**Problem requirements:** Write the data out in full and word for word. Do not include images.

**Supplied information:**
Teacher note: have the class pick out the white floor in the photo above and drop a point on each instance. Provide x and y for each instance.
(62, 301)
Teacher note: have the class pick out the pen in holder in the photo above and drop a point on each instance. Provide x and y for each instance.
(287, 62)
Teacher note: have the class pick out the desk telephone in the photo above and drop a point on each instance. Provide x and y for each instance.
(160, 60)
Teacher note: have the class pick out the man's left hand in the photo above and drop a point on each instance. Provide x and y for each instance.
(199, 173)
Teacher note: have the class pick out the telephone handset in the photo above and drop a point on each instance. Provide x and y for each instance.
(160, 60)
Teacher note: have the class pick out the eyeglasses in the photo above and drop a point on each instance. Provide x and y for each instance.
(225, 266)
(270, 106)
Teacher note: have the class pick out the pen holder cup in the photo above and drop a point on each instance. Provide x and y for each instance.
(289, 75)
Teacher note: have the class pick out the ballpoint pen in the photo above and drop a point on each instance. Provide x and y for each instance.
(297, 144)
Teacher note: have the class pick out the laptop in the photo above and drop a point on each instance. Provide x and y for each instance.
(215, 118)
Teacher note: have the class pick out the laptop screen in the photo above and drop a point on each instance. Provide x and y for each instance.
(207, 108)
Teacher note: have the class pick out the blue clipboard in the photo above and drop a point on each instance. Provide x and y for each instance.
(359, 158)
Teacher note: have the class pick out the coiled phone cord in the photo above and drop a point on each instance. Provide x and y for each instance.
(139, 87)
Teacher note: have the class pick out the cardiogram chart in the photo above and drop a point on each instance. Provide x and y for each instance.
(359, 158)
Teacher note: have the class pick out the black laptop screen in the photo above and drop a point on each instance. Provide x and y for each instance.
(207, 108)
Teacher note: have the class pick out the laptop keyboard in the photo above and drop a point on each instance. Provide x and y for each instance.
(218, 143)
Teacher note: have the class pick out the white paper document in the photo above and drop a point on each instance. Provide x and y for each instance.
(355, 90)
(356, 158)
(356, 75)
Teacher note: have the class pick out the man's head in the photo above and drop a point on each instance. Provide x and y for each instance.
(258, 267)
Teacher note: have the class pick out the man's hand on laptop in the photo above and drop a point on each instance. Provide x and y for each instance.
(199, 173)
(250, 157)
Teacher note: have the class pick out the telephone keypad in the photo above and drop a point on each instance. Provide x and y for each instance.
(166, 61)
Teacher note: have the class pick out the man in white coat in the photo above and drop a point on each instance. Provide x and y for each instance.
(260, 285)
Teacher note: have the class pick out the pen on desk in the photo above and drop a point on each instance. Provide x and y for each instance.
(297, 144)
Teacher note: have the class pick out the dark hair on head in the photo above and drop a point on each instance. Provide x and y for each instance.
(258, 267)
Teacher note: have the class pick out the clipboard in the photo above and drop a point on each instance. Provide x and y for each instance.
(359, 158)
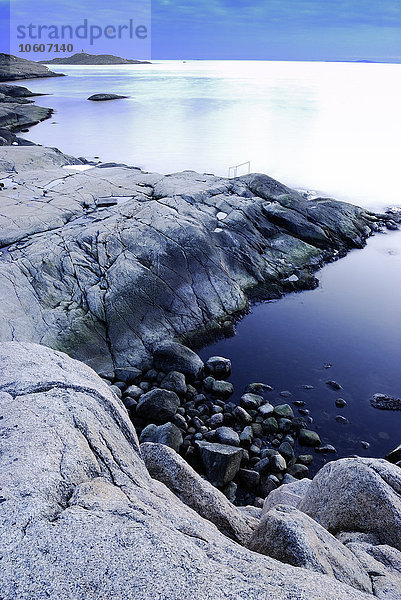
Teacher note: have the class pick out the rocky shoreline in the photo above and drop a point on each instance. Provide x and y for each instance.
(137, 471)
(88, 512)
(140, 258)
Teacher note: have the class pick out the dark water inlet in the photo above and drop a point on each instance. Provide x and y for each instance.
(353, 322)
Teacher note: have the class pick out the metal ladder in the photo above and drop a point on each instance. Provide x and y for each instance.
(235, 168)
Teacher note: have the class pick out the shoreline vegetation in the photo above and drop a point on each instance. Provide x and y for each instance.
(123, 269)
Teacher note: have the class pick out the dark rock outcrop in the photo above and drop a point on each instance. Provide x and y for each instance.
(110, 285)
(82, 517)
(105, 97)
(83, 58)
(13, 68)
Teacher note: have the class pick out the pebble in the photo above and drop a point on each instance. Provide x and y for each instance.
(334, 385)
(327, 449)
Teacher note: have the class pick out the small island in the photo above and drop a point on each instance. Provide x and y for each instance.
(83, 58)
(13, 68)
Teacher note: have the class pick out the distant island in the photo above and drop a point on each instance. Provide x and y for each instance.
(82, 58)
(13, 68)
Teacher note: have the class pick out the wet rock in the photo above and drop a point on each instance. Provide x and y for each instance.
(241, 415)
(179, 421)
(277, 464)
(309, 438)
(290, 536)
(289, 494)
(255, 388)
(266, 410)
(385, 402)
(285, 425)
(251, 401)
(215, 421)
(119, 520)
(133, 391)
(221, 462)
(325, 449)
(104, 97)
(218, 366)
(246, 436)
(334, 385)
(305, 459)
(395, 455)
(223, 388)
(357, 494)
(158, 406)
(167, 434)
(286, 450)
(116, 390)
(248, 479)
(128, 375)
(175, 382)
(263, 465)
(298, 470)
(171, 356)
(14, 68)
(227, 435)
(194, 491)
(270, 425)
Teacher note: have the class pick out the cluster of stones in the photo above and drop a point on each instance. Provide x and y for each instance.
(245, 448)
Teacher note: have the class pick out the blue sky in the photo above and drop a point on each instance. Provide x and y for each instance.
(235, 29)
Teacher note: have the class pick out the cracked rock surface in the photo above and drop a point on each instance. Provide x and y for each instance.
(105, 262)
(81, 517)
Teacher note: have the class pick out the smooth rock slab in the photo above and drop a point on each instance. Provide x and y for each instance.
(289, 494)
(168, 467)
(167, 434)
(221, 462)
(385, 402)
(290, 536)
(171, 356)
(83, 519)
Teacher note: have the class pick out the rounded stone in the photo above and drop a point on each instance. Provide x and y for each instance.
(158, 406)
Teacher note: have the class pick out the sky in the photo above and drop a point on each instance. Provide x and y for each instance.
(226, 29)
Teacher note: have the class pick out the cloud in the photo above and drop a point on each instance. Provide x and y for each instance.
(325, 13)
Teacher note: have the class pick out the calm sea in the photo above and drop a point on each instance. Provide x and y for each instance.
(334, 128)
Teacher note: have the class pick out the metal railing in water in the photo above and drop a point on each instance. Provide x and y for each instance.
(233, 171)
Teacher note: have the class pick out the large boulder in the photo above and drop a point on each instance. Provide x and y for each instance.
(81, 517)
(357, 494)
(289, 494)
(171, 356)
(290, 536)
(382, 562)
(221, 462)
(167, 434)
(168, 467)
(158, 406)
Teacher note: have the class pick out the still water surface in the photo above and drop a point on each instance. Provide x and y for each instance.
(331, 127)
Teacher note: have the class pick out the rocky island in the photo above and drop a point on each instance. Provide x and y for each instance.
(122, 452)
(83, 58)
(14, 67)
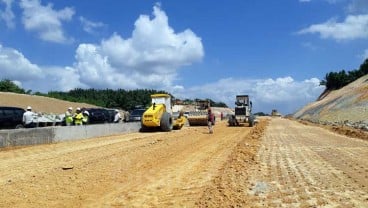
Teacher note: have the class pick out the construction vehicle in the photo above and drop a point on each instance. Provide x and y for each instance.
(199, 117)
(275, 113)
(243, 112)
(159, 115)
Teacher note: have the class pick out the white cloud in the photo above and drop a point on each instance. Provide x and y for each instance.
(149, 59)
(13, 65)
(46, 21)
(284, 94)
(358, 6)
(90, 26)
(365, 54)
(7, 15)
(353, 27)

**Exercise response:**
Teacher note: have the class pick out the white floor in the photo above and drop a point on each instance. Provide x and y for each instance.
(62, 301)
Teacher note: have the class pick out the pen in holder in the photo above and drop a point on each instance. Provide x and y for each instance.
(287, 62)
Teacher note: have the class pick out the desk telephone in the photo above and drop a point on each instance. Provide x and y for each instance.
(160, 60)
Teacher note: have the class pick out the man's left hand in the photo above and drop a point on each instance. Provide x and y for each instance.
(199, 173)
Teacher note: have the class pick out the telephone handset in the photo above and drop a point on each instance. Provide x and y for each instance.
(160, 60)
Teacher note: have the class pick out the eyeglasses in the photo above and drop a point on each instance. Provide x and y for each instance.
(225, 266)
(270, 106)
Teacher note: have the class pick out the pen holder cup in the photo above and drop a point on each instance. Provide x and y for each instance.
(289, 75)
Teacher note: have the class pick out the ballpoint pen in the photo above and drop a point on each instance. Provide x and y for each instance.
(297, 144)
Teacher note: have the class pick out the laptop in the photo above and drop a point on each instance. Provide x and y for each instance.
(215, 118)
Teacher note: have the class pick out the laptop screen in the photo above and drop a point on each instance. Provide x and y for each instance.
(207, 108)
Teacher note: have the class pick out the blue clipboard in the photo above and drop a point on each instance. Provide x and y for each instance.
(359, 158)
Teacher note: have the class pick out the coiled phone cord in the photo above and drop a point on each instance. Provide x and y for each instance.
(139, 87)
Teacher note: have the class pick out the cardiogram chart in the photo above and drop a point on each instance. Provide x and y for each instance.
(359, 158)
Teacher note: have the class pick out the black laptop screen in the photo above and drop a point on each instance. Provide x and y for each instance.
(207, 108)
Teacher note: have the class pick out the laptop keyboard in the photo above and drop a point on each instance. Provide x and y for each instance.
(218, 143)
Teacher note: have the class pick out the white paper document in the photo above and drop a point on each instance. Provide x and y for each instance.
(355, 90)
(356, 158)
(356, 75)
Teacher note: have the class pick out the man's head in the photo above and drop a point on each instance. Provide x and y for each instance.
(258, 267)
Teacher note: have the class pick out the man's hand on laptop in the photo above and drop a point on each instance. Provide x and y for each instance.
(199, 173)
(250, 157)
Teacher note: have the class pick out the telephone keypad in the photo above and drop a point on each instance. Provide x and y for each instance.
(166, 61)
Teacher note: have the class pick out the man in white coat in the photo above and drop a point on each instance. Provide x and y for each instance.
(260, 285)
Teacher note: have the class pick out the pen on desk in the photo above and drop a point on each instance. Provide x and y for each instance.
(297, 144)
Teacher note: have the class pick out the dark hair on head in the photo above and drop a point on each instance. Provide x and y for each instance.
(258, 267)
Teacher note: have the class pick out the clipboard in the photo above and drop a point on each instance. Provide x and y for each instance.
(359, 158)
Teacher note: have the class pick out the rocky shoreline in the photo above and drop a point on each instance. Provide x and y for each instance.
(137, 471)
(88, 512)
(140, 258)
Teacher note: have the class pick out the dark water inlet in the photo above and drop a point on each instance. Provide x and y for each instance.
(353, 322)
Teacher note: have the class pick out the metal ladder in the photo above and drop a point on each instance. Provide x and y for each instance.
(235, 168)
Teacher note: have the class pick out the shoreline vegetation in the photo above and drop a point on each instance. Provide x and y for each instance.
(123, 269)
Teacher note: have the class pick out the dark rock outcrop in the photo above and drop a point on each instance. Provide x and y for each instance.
(110, 285)
(82, 517)
(105, 97)
(83, 58)
(13, 68)
Teacher note: have the class pick out the pebble in the photo above and drop a point on each instance. Provide x and y for each instance.
(334, 385)
(327, 449)
Teacher note: have the class pick out the small island in the photo above and drop a point on each instance. Provide x and y for each instance.
(83, 58)
(13, 68)
Teacher note: have the class pick out the distant island in the photo above and drop a point on each instance. Provide x and y for each instance.
(82, 58)
(13, 68)
Teacher note: have the class pick out the wet rock in the photo above and drop a point on each instance. Provide x and y for each instance.
(241, 415)
(179, 421)
(277, 464)
(309, 438)
(290, 536)
(289, 494)
(255, 388)
(266, 410)
(385, 402)
(285, 425)
(251, 401)
(215, 421)
(119, 520)
(133, 391)
(221, 462)
(325, 449)
(104, 97)
(218, 366)
(246, 436)
(334, 385)
(305, 459)
(395, 455)
(223, 388)
(357, 494)
(158, 406)
(167, 434)
(286, 450)
(116, 390)
(248, 479)
(128, 375)
(175, 382)
(263, 465)
(298, 470)
(171, 356)
(14, 68)
(227, 435)
(194, 491)
(270, 425)
Teacher note: have the class pick out the cluster of stones in the photo above and drop a point on each instance. Provide x and y for each instance.
(245, 448)
Teacher note: have the class pick out the blue sky in the photo above and drop a point on each instance. Provide x and y for each instance.
(235, 29)
Teacher note: have the class pick out the cracked rock surface in the photo above and drop a point on each instance. Provide x and y for each instance.
(105, 262)
(81, 517)
Teacher note: have the class pick out the smooth rock slab in the photo above and drop a point on each instance. Provide x and y for each instance.
(289, 494)
(168, 467)
(167, 434)
(221, 462)
(385, 402)
(290, 536)
(171, 356)
(83, 519)
Teacher note: have the class pick out the rounded stone in the photo above and drop a point on each instance. Provide x and y for each instance.
(158, 406)
Teacher note: have the class pick out the sky in the photo above and drop a point on each instance. Provide x and y for each instance.
(226, 29)
Teacher note: have the class pick out the cloud in the photo above and drop a point on each instance. Provide x and y for each instance.
(325, 13)
Teacher note: have the class pick out the calm sea in the photo above and drop a point on each instance. Provide x and y for each instance.
(334, 128)
Teacher note: have the class pick out the metal railing in water in the photo above and drop a point on each instance. Provide x and y for each instance.
(233, 171)
Teacher note: have the class pick out the large boulder in the photo above and drop a point on each instance. Provide x and y for each instance.
(81, 517)
(357, 494)
(289, 494)
(171, 356)
(290, 536)
(382, 562)
(221, 462)
(167, 434)
(168, 467)
(158, 406)
Teacher note: have the class pick out the still water surface in the photo above and drop a point on each instance. Provide x and y for each instance.
(331, 127)
Teacher note: have the class pick out the rocky island in the photo above and drop a point on each instance. Provide x and y for each instance.
(122, 452)
(83, 58)
(14, 67)
Teacher note: have the class pick out the construction vehicle in the photo above and drop a point on each instance. Provide x and y for each instance.
(199, 117)
(275, 113)
(243, 112)
(159, 115)
Teacher note: have the class pick out the white cloud in the photo above and drop a point on each instance. Provide x and y for each instance.
(149, 59)
(13, 65)
(46, 21)
(284, 94)
(358, 6)
(90, 26)
(365, 54)
(7, 15)
(353, 27)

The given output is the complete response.